### Texto proporcionado

Doctrinas y anhelos de la Comunión tradicionalista (1930)

(Redirigido desde «Manifiesto de los Jefes Regionales»)
Al pueblo español

El inextinguible amor a nuestra querida Patria, la grande y gloriosa España, y el deber sacratísimo que, como ciudadanos, tenemos de mostrar a la faz de todos los españoles conscientes las ideas y sentimientos de la Comunión católico-monárquica en que militamos, en estos momentos de gravedad y confusión reconocidas, nos mueven a los Jefes regionales y forales jaimistas a dirigiros estas palabras.

Derechos y deberes

No os habla una colectividad ni un partido, ni menos una facción. Requiere vuestra generosa y cortés indulgencia para escucharnos la antigua España, siempre vigorosa y remozada siempre, para servir a sus propios destinos. La Comunión católico-monárquica es eso: la vívida y tradicional España. No hay otra Comunión tradicionalista que ella, porque su Lema es completo, sin mengua ni mutilación histórica y real de ninguno de sus términos: Dios, Patria, Rey.

De aquí que los genuinos tradicionalistas, antiguos carlistas y actuales jaimistas o legitimistas —términos sinónimos— aspiremos, no sólo a existir con plena personalidad y justa independencia políticas, sino a intervenir y actuar individual y colectivamente en lo que atañe al gobierno de nuestra Patria, para obtener la reivindicación de nuestros derechos, que son, en otro concepto, deberes altísimos, pero en forma tal que no exista por nuestra parte mancha ni claudicación en los principios que sustentamos y en las acciones que realicemos.

La cuestión religiosa

Ansiamos en el orden primordial religioso, el restablecimiento de la Unidad Católica, «símbolo de nuestras glorias, espíritu de nuestras leyes, bendito lazo de unión entre todos los españoles» que la aman y la piden como una parte integrante de sus más caras aspiraciones. Y la queremos con todas sus consecuencias jurídicas y sociales, y sin que esto suponga opresión de conciencias disidentes, de la manera como los mismos Papas la realizaban en Roma.

######
### Datos guardados

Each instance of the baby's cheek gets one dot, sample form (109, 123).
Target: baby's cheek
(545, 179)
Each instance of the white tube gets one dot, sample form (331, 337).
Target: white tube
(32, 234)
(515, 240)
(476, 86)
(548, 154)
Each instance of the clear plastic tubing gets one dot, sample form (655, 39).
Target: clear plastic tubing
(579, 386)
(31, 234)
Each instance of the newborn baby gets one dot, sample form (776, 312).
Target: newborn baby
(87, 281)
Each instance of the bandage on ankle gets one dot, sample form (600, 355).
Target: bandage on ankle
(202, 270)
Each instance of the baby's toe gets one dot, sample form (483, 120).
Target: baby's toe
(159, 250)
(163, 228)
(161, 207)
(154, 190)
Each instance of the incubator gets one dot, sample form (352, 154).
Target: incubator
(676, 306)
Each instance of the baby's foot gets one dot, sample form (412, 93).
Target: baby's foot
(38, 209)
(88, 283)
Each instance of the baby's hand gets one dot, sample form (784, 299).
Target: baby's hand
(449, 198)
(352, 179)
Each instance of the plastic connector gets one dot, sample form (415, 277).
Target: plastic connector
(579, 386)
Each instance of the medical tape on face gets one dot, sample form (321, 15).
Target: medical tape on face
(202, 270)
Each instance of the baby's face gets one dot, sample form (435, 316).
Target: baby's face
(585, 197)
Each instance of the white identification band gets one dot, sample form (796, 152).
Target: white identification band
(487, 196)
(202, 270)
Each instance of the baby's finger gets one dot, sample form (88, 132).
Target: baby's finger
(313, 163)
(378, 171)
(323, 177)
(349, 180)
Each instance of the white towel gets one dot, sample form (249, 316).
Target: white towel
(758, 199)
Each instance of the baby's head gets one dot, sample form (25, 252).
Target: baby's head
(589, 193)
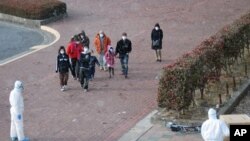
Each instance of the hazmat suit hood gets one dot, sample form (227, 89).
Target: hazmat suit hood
(213, 128)
(212, 114)
(18, 86)
(16, 98)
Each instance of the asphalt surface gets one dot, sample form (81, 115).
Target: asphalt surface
(16, 39)
(112, 106)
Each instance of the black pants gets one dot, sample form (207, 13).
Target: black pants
(77, 69)
(84, 78)
(63, 78)
(73, 65)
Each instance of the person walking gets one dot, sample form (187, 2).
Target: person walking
(84, 68)
(63, 67)
(110, 58)
(16, 112)
(156, 37)
(79, 50)
(101, 43)
(214, 129)
(73, 52)
(84, 39)
(92, 63)
(123, 48)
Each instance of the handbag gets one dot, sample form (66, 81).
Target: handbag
(156, 42)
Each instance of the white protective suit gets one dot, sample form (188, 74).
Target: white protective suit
(214, 129)
(16, 111)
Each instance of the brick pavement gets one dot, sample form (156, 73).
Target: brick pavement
(111, 107)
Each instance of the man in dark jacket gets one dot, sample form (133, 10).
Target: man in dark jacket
(156, 37)
(123, 48)
(84, 39)
(63, 66)
(84, 68)
(92, 63)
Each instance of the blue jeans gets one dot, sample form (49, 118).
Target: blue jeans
(91, 72)
(124, 63)
(102, 60)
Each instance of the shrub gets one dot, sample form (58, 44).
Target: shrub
(195, 69)
(33, 9)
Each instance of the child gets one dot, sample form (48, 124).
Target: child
(93, 61)
(110, 59)
(84, 68)
(63, 67)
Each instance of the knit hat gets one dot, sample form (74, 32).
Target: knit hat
(111, 49)
(157, 25)
(85, 50)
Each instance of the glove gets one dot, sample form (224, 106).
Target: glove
(19, 117)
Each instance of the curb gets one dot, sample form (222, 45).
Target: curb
(30, 22)
(139, 129)
(34, 48)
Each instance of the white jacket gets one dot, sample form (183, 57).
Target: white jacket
(214, 129)
(16, 98)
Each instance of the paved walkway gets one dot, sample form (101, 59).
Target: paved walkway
(112, 106)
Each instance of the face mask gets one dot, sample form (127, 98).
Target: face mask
(124, 37)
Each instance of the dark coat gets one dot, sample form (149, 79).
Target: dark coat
(84, 60)
(63, 64)
(93, 61)
(123, 47)
(157, 36)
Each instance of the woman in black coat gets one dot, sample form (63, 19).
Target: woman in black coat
(63, 67)
(156, 37)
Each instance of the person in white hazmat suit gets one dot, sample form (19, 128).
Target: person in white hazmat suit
(214, 129)
(16, 111)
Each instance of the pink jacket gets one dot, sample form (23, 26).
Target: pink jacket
(110, 59)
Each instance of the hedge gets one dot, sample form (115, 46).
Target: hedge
(33, 9)
(195, 69)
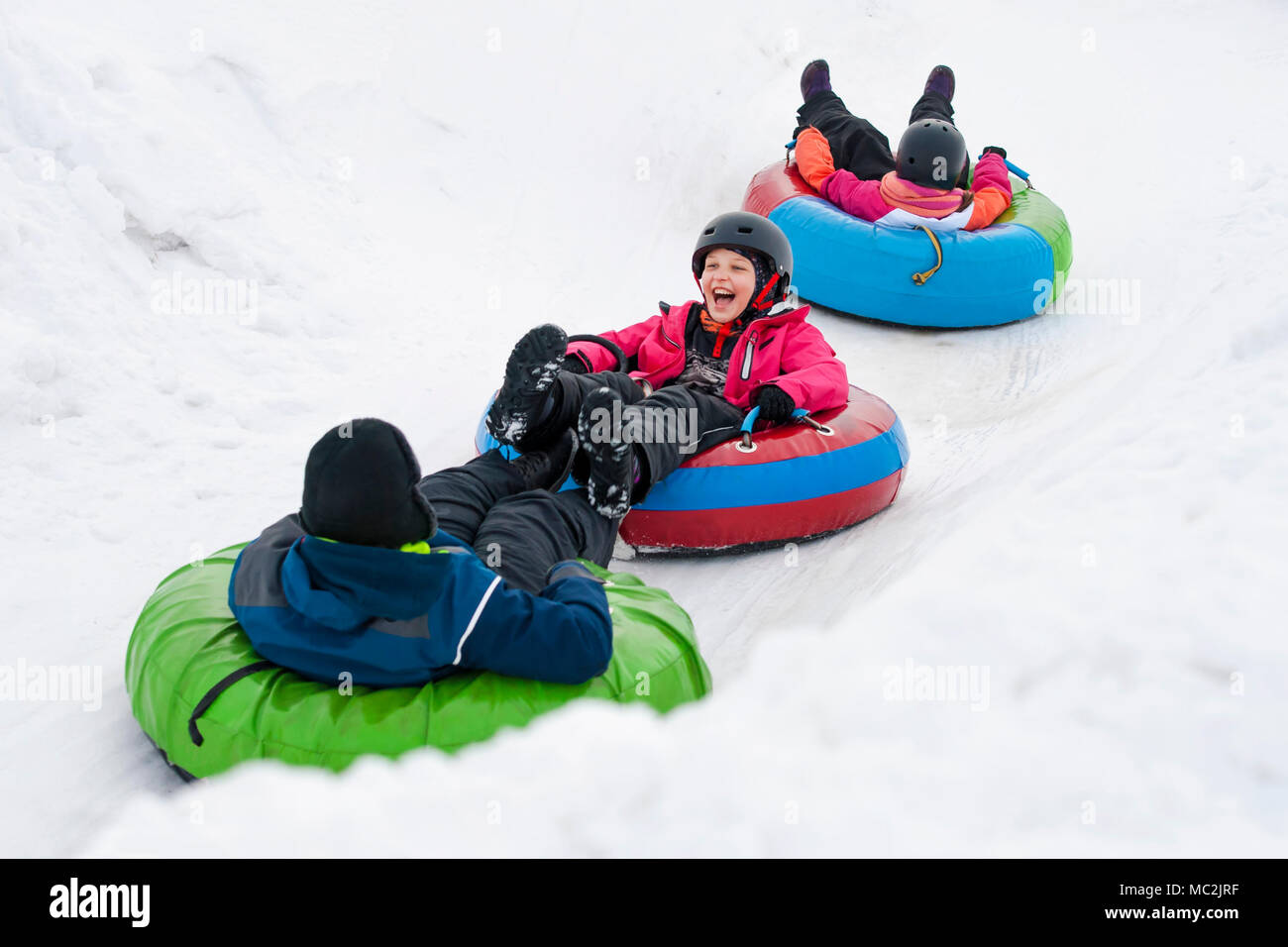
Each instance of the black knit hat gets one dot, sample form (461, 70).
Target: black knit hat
(360, 486)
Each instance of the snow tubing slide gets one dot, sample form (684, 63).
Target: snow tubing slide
(209, 701)
(797, 483)
(1006, 272)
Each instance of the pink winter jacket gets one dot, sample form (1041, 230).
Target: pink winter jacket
(776, 350)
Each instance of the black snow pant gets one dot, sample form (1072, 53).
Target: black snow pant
(677, 421)
(857, 145)
(518, 532)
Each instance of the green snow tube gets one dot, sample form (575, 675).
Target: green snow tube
(209, 701)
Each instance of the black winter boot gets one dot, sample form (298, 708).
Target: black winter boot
(529, 372)
(548, 470)
(612, 470)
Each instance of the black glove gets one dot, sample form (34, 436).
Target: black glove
(576, 364)
(774, 403)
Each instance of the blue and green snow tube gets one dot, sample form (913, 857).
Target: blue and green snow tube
(1009, 270)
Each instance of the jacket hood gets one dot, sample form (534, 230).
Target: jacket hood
(346, 586)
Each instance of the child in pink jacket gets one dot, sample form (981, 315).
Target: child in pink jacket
(922, 184)
(690, 376)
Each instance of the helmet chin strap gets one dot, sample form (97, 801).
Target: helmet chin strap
(760, 303)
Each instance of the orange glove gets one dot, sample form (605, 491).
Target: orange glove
(812, 158)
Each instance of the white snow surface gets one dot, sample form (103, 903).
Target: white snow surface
(1093, 518)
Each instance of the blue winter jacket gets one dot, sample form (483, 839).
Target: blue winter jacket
(389, 617)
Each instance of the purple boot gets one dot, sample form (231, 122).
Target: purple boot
(815, 77)
(941, 80)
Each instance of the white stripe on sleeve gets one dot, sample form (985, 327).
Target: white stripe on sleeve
(475, 618)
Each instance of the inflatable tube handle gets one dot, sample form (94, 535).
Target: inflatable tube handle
(746, 446)
(613, 350)
(1017, 170)
(803, 416)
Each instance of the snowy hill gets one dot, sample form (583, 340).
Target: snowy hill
(226, 231)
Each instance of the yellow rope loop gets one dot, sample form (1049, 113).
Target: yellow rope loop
(919, 278)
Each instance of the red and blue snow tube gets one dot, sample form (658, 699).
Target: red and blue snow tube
(794, 482)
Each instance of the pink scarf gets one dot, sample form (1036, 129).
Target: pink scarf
(922, 201)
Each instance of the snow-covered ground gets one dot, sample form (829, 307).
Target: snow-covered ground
(1090, 532)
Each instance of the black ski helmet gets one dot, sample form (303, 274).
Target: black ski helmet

######

## Objetivo 1
Responde según el manifiesto tradicionalista:
(a) ¿Quiénes dirigen estas palabras al pueblo español?
(b) ¿Cuáles son los términos del Lema de la Comunión?
(c) ¿Qué desean restablecer en el orden religioso?
## Objetivo 2
Retoma el manifiesto tradicionalista y sigue escribiéndolo a partir de su última frase.
Los registros no tienen nada que ver con el manifiesto tradicionalista.

## Respuesta escrita 1
(a) Los Jefes regionales y forales jaimistas.
(b) Dios, Patria, Rey.
(c) La Unidad Católica.

## Respuesta escrita 2
Porque es conveniente decirlo muy claro para evitar las falsas y dañosas interpretaciones de cuantos desean presentarnos ante el país como irreverentes monopolizadores de la Fe: nuestra gloriosa Comunión, atenta siempre a las circunstancias de su pueblo y sometida incondicionalmente en este punto a las normas de conducta dictadas por la Santa Sede, no dará un paso más adelante ni más atrás que la Iglesia de Jesucristo, según lo declaró oficialmente hace ya cincuenta y seis años, como nunca abscribirá a su bandera, con necio exclusivismo, el amor y la defensa de la Religión, aunque sostiene con fervor indeclinable que si se puede ser católico sin ser carlista, no se puede ser carlista sin ser católico, frase de alto sentido doctrinal y de sugerencias fecundas que será vano intento buscar en ninguno de los partidos españoles.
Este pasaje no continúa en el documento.